TEKS BACAAN:

▬▬▬▬▬▬

Selasa 22 Oct 2019 15:38 WIB

Luas Lahan Terbakar di Indonesia 2019 Capai 857 Ribu Hektare

Titik panas berpengaruh pada kualitas udara di wilayah terdampak karhutla.

Rep: Rr Laeny Sulistyawati/ Red: Muhammad Hafil
Matahari terlihat diselimuti kabut asap karhutla di Muara Sabak Barat, Tanjungjabung Timur, Jambi, Rabu (9/10/2019).
Foto: Antara/Wahdi Septiawan
Matahari terlihat diselimuti kabut asap karhutla di Muara Sabak Barat, Tanjungjabung Timur, Jambi, Rabu (9/10/2019).

REPUBLIKA.CO.ID, JAKARTA -- Badan Nasional Penanggulangan Bencana (BNPB) merilis luas lahan terbakar di seluruh wilayah Indonesia. Sejak Januari 2019 hingga September 2019, lahan yang terbakar mencapai 857 ribu hektare.

"Data Kementerian Lingkungan Hidup dan Kehutanan (Kementerian LHK) mencatat luas karhutla dari Januari hingga September 2019 sebesar 857.756 hektare area (ha) dengan rincian lahan mineral 630.451 ha dan lahan gambut 227.304 ha," ujar Kepala Pusat Data, Informasi dan Komunikasi Bencana BNPB Agus Wibowo seperti dalam keterangan tertulis yang diterima Republika, Selasa (22/10).

Baca Juga

Rinciannya, dia menambahkan, luas lahan gambt terbakar di Kalimantan Tengah (Kalteng) 134.227 ha, Kalimanan Barat (Kalbar) 127.462 ha, Kalimantan Selatan (Kalsel) 113.454 ha, Riau 75.871 ha, Sumatra Selatan (Sumsel) 52.716 ha, dan Jambi 39.638 ha.

Ia menyebutkan, karhutla di lahan gambut paling besar berada di di Kalimantan Tengah dengan luasan 76 ribu ha, sedangkan di lahan mineral terjadi di Nusa Tenggara Timur, seluas 119 ribu ha. Karhutla di lahan mineral terjadi di seluruh provinsi di Indonesia dengan luasan terdampak yang terkecil di Banten dengan 9 hektare.

"Total luasan lahan yang terbakar hingga September 2019 ini lebih besar dibandingkan luasan karhutla dalam tiga tahun terakhir. Luas karhutla pada 2018 sebesar 510 ribu ha, sedangkan pada 2016 sebesar 438 ribu hektare," katanya.

Ia mengungkap data BNPB Selasa hari ini (22/10), pukul 08.00 WIB mencatat masih terjadi karhutla di sejumlah wilayah di Indonesia. Sementara itu, ia mengungkap titik panas atau hot spot teridentifikasi di enam provinsi yang menjadi perhatian BNPB, yaitu Sumsel 153 titik, Kalteng 44, Kalsel 23, Kalbar kima, dan Jambi dua. Data tersebut berdasarkan citra satelit modis-catalog lapan pada 24 jam terakhir.

▬▬▬▬▬▬

BARIS DATA:

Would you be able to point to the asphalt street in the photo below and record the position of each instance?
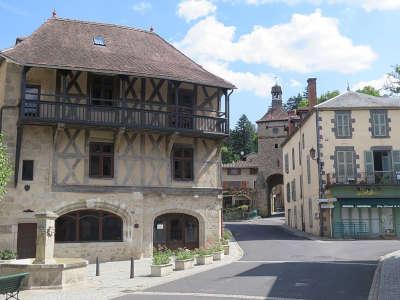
(279, 265)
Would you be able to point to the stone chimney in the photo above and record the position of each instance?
(312, 92)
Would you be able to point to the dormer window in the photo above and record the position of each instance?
(99, 40)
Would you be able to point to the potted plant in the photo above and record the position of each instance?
(225, 241)
(7, 255)
(161, 265)
(218, 251)
(184, 259)
(204, 256)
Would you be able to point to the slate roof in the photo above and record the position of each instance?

▬▬▬▬▬▬

YANG AKAN DIKERJAKAN:
- A) Sebutkan semua nama tempat yang tercantum dalam keterangan foto pada berita kebakaran hutan dan lahan.
- B) Terjemahkan kalimat dari berita kebakaran hutan dan lahan ini ke dalam bahasa Inggris: "Sejak Januari 2019 hingga September 2019, lahan yang terbakar mencapai 857 ribu hektare."
- C) Sambung berita kebakaran hutan dan lahan tersebut mulai dari kalimat terakhirnya.

HASIL TIAP TUGAS:
- A) Muara Sabak Barat, Tanjungjabung Timur, Jambi

- B) From January 2019 to September 2019, the burned land reached 857 thousand hectares.

- C)
"Masih adanya titik panas berpengaruh terhadap kualitas udara di wilayah terdampak," ujarnya.

Ia mengungkap data kualitas yang diukur dengan parameter PM 2,5 mengindikasikan kualitas pada tingkat baik hingga tidak sehat. Ia merinci kualitas udara yang diukur dengan PM 2,5 di enam provinsi, yaitu Sumsel tidak sehat (136), Jambi tidak sehat (102), Kalteng tidak sehat (101), Kalsel tidak sehat (60), Riau sedang (27). Hanya Kalimantan Barat kualitas udara menunjukkan tingkat baik (5) meskipun terdapat titik panas. 

Selain keenam provinsi tersebut, kebakaran juga masih terjadi di kawasan pegunungan seperti Gunung Cikuray, Ungaran dan Arjuno-Welirang, dan Ringgit.

"Hingga kini (22/10) BNPB masih menyiagakan sejumlah helikopter untuk pengeboman air atau water-bombing maupun patroli," katanya.

Ia melanjutkan, total air untuk pengeboman air di seluruh wilayah mencapai 392 juta liter. Di samping pengeboman air, BNPB bersama BPPT dan TNI melakukan operasi udara berupa teknologi modifikasi cuaca (TMC) dengan menggunakan fixed-wing. Sementara itu total garam yang telah disemai mencapai 272 ribu kilogram.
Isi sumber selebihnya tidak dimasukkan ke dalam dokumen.